##### Source extract #####
The United States Equal Employment Opportunity Commission (EEOC) enforces workplace anti-discrimination laws. That includes the Americans with Disabilities Act (ADA), which applies to private employers with 15 or more employees. Many states have a comparable law that applies to private employers with even fewer employees. The ADA prohibits employers from making disability-related inquiries to, or requiring medical exams of, existing workers unless the inquiry or exam is “job related and consistent with business necessity.”
As lawyers, we routinely caution employers against seeking (or even inadvertently obtaining) employee medical information. But, as we previously mentioned, given the coronavirus’ potential to create havoc in the workplace, employers now find themselves permitted (and in many instances required under executive orders or public health orders) to subject their employees to rigorous screening as a matter of “business necessity.”
For starters, the EEOC has made clear that employers may screen employees for COVID-19 symptoms. Moreover, while taking an employee’s body temperature would normally be considered an impermissible medical exam, the EEOC permits mandatory body temperature checks during the pandemic.
Further, COVID-19 testing (that is, testing for the presence of the virus itself) is now a permissible screening tool for allowing employees to return to, and to continue in, the workplace. In contrast, because the Centers for Disease Control (CDC) does not find antibody testing to be a reliable tool for detecting and preventing the spread of the coronavirus, the EEOC finds antibody testing to be an impermissible medical examination under the ADA.
#####
Exercise details:
Please render this sentence from the passage on EEOC workplace rules in Spanish: "For starters, the EEOC has made clear that employers may screen employees for COVID-19 symptoms."
##### Available data #####
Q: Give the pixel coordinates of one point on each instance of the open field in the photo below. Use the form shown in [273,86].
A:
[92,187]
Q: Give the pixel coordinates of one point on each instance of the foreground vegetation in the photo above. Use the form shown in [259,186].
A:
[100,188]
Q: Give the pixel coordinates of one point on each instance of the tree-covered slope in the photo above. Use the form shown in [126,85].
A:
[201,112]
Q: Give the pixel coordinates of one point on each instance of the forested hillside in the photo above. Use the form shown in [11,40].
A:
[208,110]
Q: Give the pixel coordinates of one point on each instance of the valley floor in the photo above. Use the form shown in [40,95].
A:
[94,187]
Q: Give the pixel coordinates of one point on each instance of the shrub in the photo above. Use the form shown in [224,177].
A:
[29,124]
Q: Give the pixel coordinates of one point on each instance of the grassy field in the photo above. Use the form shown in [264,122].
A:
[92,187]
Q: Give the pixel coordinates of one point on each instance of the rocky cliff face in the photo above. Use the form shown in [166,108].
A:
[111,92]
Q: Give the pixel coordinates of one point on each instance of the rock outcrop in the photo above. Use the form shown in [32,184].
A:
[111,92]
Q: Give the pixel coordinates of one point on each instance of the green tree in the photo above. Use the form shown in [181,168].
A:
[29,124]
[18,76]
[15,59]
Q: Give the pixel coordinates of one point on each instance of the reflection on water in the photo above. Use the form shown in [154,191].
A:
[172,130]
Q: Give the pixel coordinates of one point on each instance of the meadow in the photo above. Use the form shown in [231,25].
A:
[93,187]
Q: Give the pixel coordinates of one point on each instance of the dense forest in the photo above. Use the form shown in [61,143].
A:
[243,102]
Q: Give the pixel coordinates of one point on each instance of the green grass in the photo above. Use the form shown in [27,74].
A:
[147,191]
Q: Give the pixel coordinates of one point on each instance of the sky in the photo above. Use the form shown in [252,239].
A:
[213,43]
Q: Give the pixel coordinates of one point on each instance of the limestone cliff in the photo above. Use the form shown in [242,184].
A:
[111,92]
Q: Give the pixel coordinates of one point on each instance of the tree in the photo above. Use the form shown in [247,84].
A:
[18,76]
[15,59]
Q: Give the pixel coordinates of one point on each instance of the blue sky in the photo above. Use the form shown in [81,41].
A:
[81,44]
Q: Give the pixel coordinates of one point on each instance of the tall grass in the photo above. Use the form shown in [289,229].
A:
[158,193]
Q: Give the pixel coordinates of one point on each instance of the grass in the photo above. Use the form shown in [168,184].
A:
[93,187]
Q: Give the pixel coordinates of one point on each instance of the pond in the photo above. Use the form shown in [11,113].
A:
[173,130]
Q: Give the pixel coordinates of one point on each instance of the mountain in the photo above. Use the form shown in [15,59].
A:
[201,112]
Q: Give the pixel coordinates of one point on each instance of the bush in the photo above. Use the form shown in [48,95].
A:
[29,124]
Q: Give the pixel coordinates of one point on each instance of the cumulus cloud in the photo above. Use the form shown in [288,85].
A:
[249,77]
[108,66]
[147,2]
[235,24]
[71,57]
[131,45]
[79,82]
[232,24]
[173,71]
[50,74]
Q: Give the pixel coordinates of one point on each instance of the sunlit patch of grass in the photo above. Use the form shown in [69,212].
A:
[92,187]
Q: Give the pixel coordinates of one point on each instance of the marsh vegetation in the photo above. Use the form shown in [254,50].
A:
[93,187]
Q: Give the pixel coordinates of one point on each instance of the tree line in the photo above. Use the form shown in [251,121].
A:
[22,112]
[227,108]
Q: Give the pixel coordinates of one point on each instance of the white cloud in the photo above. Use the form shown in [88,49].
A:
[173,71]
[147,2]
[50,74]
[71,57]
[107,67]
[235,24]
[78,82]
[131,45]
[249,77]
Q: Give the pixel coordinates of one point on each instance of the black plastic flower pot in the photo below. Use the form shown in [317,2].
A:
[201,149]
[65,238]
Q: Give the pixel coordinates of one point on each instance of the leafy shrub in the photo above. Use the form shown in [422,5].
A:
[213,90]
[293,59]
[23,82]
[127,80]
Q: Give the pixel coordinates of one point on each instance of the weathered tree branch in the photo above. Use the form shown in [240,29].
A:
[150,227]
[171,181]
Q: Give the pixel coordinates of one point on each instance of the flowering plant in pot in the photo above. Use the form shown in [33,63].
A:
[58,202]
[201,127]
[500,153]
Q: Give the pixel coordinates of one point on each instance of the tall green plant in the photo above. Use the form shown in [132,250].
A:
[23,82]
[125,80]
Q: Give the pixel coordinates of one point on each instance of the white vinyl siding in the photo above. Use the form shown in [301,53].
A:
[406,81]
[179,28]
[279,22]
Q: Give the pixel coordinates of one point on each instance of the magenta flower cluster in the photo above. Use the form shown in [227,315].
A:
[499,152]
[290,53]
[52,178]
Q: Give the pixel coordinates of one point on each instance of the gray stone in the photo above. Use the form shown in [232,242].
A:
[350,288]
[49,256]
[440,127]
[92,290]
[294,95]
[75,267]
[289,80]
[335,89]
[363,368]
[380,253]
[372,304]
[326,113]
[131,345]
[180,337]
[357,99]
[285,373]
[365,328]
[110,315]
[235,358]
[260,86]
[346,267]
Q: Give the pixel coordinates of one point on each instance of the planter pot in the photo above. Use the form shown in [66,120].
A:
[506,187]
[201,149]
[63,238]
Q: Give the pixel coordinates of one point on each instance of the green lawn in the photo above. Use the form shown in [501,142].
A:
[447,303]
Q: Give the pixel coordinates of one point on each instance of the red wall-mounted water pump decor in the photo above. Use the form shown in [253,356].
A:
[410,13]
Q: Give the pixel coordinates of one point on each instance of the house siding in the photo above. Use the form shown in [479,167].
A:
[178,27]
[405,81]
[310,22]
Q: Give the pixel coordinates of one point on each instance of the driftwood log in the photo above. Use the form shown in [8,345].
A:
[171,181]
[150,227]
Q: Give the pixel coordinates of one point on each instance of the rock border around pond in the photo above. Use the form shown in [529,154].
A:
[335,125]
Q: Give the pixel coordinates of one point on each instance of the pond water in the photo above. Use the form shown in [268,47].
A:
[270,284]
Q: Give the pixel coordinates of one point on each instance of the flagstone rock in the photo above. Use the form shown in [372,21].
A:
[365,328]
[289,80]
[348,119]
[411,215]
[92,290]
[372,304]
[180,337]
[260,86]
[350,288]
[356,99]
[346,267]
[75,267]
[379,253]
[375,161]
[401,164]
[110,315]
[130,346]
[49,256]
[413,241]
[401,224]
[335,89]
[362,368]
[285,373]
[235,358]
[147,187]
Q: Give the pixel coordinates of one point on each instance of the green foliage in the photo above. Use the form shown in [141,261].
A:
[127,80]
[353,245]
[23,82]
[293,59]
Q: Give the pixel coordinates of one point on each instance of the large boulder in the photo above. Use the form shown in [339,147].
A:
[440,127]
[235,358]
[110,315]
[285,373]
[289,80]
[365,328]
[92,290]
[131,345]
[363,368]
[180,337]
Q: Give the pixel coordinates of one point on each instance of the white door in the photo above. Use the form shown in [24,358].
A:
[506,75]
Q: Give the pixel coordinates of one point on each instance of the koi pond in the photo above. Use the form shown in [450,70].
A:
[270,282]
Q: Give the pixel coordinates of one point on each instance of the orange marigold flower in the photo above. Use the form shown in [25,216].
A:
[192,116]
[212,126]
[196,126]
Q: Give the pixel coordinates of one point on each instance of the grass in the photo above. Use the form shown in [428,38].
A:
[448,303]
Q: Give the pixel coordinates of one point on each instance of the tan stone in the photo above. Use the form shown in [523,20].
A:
#####
Worked solution:
Para empezar, la EEOC ha dejado claro que los empleadores pueden examinar a los empleados para detectar síntomas de COVID-19.